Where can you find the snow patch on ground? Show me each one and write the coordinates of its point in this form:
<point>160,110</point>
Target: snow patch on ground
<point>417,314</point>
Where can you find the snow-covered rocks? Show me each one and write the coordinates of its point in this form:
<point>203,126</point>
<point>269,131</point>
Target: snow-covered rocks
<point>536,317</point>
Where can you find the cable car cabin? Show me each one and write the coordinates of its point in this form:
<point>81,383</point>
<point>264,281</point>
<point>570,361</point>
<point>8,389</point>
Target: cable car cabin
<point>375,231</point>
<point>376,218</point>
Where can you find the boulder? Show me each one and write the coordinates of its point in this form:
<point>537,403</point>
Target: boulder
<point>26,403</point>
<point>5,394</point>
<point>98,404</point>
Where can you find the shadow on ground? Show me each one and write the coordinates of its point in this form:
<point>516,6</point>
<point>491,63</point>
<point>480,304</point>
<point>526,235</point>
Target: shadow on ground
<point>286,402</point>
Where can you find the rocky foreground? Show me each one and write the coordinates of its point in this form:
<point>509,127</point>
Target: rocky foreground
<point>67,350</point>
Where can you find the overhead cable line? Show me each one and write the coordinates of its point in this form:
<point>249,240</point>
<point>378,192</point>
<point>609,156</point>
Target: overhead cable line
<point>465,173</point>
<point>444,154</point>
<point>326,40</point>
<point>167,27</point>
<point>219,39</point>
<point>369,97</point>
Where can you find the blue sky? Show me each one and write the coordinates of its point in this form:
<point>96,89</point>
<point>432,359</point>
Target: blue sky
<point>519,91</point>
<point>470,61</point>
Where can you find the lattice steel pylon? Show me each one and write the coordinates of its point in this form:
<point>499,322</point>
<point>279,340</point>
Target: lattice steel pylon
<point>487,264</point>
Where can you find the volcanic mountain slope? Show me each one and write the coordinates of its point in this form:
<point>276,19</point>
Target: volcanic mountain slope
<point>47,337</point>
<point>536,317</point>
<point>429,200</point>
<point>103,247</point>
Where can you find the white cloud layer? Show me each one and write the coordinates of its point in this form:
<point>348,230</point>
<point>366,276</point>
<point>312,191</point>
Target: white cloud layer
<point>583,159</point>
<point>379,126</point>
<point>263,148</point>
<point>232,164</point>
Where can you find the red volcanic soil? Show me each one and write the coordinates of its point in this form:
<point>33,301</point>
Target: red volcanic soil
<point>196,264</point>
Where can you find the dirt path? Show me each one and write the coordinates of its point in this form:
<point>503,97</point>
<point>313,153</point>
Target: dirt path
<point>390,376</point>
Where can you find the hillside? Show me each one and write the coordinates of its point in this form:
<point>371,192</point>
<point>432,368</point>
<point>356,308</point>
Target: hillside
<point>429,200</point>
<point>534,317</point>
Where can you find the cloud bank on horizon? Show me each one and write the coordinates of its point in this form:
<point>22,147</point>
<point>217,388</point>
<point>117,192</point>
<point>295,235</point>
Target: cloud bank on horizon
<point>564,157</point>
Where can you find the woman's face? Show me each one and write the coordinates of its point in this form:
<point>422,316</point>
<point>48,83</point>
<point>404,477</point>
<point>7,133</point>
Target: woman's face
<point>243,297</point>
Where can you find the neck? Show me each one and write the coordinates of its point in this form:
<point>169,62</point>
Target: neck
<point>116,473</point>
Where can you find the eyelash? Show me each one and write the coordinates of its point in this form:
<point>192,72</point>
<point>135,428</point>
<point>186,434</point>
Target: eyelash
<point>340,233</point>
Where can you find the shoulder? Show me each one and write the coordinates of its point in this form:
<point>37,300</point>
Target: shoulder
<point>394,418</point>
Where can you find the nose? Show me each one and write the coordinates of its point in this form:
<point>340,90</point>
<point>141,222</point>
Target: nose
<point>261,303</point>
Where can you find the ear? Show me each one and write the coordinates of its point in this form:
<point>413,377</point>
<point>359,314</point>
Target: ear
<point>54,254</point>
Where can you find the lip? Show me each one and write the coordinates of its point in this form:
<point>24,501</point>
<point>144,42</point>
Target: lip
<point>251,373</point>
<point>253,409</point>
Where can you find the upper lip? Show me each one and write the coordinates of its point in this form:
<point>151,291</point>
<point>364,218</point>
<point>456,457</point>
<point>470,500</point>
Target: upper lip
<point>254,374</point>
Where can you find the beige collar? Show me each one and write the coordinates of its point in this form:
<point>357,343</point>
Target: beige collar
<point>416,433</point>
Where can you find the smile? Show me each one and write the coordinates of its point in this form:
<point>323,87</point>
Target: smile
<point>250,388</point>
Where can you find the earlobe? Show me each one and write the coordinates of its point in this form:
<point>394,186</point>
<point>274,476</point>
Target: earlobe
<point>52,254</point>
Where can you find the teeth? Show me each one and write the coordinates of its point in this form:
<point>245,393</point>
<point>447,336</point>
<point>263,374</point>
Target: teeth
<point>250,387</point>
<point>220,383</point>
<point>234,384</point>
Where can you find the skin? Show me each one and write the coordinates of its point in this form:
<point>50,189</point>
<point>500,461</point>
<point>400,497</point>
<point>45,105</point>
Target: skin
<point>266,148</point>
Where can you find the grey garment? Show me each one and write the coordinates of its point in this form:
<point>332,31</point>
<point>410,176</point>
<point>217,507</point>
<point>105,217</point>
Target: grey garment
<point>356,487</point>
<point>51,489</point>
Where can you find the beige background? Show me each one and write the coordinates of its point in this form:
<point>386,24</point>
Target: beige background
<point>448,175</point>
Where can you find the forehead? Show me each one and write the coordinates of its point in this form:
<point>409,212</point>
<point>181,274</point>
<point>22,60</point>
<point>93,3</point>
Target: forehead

WORK REQUIRED: An exact transcript of all the records is the expected result.

RESULT:
Where can you find the snow patch on ground? Show me each one and write the coordinates of its point in this form:
<point>160,110</point>
Target: snow patch on ground
<point>417,314</point>
Where can you find the snow-covered rocks? Show me each one and write the coordinates of its point in this form:
<point>203,126</point>
<point>269,131</point>
Target: snow-covered rocks
<point>536,317</point>
Where can you find the cable car cabin? Show me each one and write the coordinates of its point in this form:
<point>81,383</point>
<point>264,281</point>
<point>570,361</point>
<point>8,389</point>
Target: cable car cabin
<point>375,231</point>
<point>376,218</point>
Where can you find the boulder? Show me each one and write the coordinates of its point in this form:
<point>537,403</point>
Target: boulder
<point>26,403</point>
<point>5,394</point>
<point>98,404</point>
Where can you find the shadow on ground? Show me each one and write the coordinates of its point in this form:
<point>516,6</point>
<point>491,63</point>
<point>480,304</point>
<point>526,235</point>
Target: shadow on ground
<point>286,402</point>
Where can you find the rocky foreground? Show me each one and write the coordinates of its point in this form:
<point>509,127</point>
Target: rocky foreground
<point>67,350</point>
Where can you find the overhead cable line? Show me each one and write the coordinates of its point in this form:
<point>249,240</point>
<point>378,192</point>
<point>609,156</point>
Target: overhead cable line
<point>465,173</point>
<point>444,154</point>
<point>326,40</point>
<point>167,27</point>
<point>219,39</point>
<point>369,97</point>
Where can you find the blue sky? Show me each one and write the coordinates of its point in this form:
<point>96,89</point>
<point>432,359</point>
Target: blue sky
<point>519,91</point>
<point>470,61</point>
Where can you find the lattice steel pylon? Show me each one and write the coordinates of its point in this form:
<point>499,322</point>
<point>279,340</point>
Target: lattice steel pylon
<point>487,264</point>
Where can you find the volcanic mountain slope? Show me each one and write the coordinates of its point in this form:
<point>276,19</point>
Target: volcanic mountain slope
<point>47,337</point>
<point>536,317</point>
<point>429,200</point>
<point>103,247</point>
Where can you find the white cloud layer? Show me each one and write the coordinates of its point in this form:
<point>348,230</point>
<point>366,276</point>
<point>312,191</point>
Target: white cloud layer
<point>583,159</point>
<point>379,126</point>
<point>263,148</point>
<point>232,164</point>
Where can you find the red volcanic soil? Show me each one and write the coordinates of its point in this form:
<point>33,301</point>
Target: red volcanic soil
<point>196,264</point>
Where can you find the dirt path? Show me each one and write the coordinates of its point in this form:
<point>503,97</point>
<point>313,153</point>
Target: dirt path
<point>390,376</point>
Where can you find the hillside? Show me each one and write the coordinates of its point in this form:
<point>371,192</point>
<point>432,368</point>
<point>356,308</point>
Target: hillside
<point>429,200</point>
<point>534,317</point>
Where can you find the cloud bank on horizon? Show me each one and write the coordinates of its point in this form:
<point>22,147</point>
<point>217,388</point>
<point>117,192</point>
<point>295,235</point>
Target: cloud bank on horizon
<point>564,157</point>
Where can you find the woman's face? Show me each one and write the coordinates of its point in this form:
<point>422,316</point>
<point>48,83</point>
<point>404,477</point>
<point>7,133</point>
Target: woman's face
<point>243,297</point>
Where can you find the neck? Show me each one and write the coordinates of its point in this form:
<point>169,62</point>
Target: neck
<point>116,473</point>
Where can you find the eyelash? Show me each one and write the coordinates of its point in this form:
<point>192,72</point>
<point>135,428</point>
<point>186,434</point>
Target: eyelash
<point>340,233</point>
Where can you find the shoulder? Show me each one and write the coordinates of its point in this form:
<point>37,300</point>
Target: shoulder
<point>394,418</point>
Where can you find the nose? Show me each one and write the coordinates of its point in this form:
<point>340,90</point>
<point>141,222</point>
Target: nose
<point>261,303</point>
Where can you find the ear? Show me each one and write the coordinates of its point in this form:
<point>413,377</point>
<point>359,314</point>
Target: ear
<point>54,254</point>
Where can you find the lip? Show me each one and write the coordinates of its point in this form:
<point>24,501</point>
<point>144,42</point>
Target: lip
<point>251,373</point>
<point>253,409</point>
Where can you find the upper lip? Show me each one and write the coordinates of its point in this form:
<point>151,291</point>
<point>364,218</point>
<point>456,457</point>
<point>470,500</point>
Target: upper lip
<point>254,374</point>
Where can you find the beige collar? Show me each one and write the coordinates of its point in this form:
<point>357,343</point>
Target: beige collar
<point>416,433</point>
Where can you find the smile? Show me each one and write the coordinates of its point in this form:
<point>323,87</point>
Target: smile
<point>250,388</point>
Where can you find the earlobe? Show me each one and write the coordinates of its point in this form:
<point>394,186</point>
<point>274,476</point>
Target: earlobe
<point>52,254</point>
Where can you find the teeth? Show me each one and write the coordinates of its point in this form:
<point>245,393</point>
<point>447,336</point>
<point>263,374</point>
Target: teeth
<point>250,387</point>
<point>220,383</point>
<point>234,384</point>
Where can you find the skin? Show me each one and write the coordinates of its point in this form:
<point>50,189</point>
<point>500,461</point>
<point>400,497</point>
<point>45,105</point>
Target: skin
<point>266,148</point>
Where can you find the grey garment? Show me each one and write the coordinates of its point in this form:
<point>332,31</point>
<point>410,176</point>
<point>217,507</point>
<point>105,217</point>
Target: grey garment
<point>356,487</point>
<point>51,489</point>
Where can you find the beige background? Show me each one and write the coordinates of its point in this form:
<point>386,24</point>
Target: beige background
<point>448,175</point>
Where can you find the forehead? Show me each one and write the coordinates of its point in this form:
<point>409,212</point>
<point>181,274</point>
<point>22,60</point>
<point>93,3</point>
Target: forehead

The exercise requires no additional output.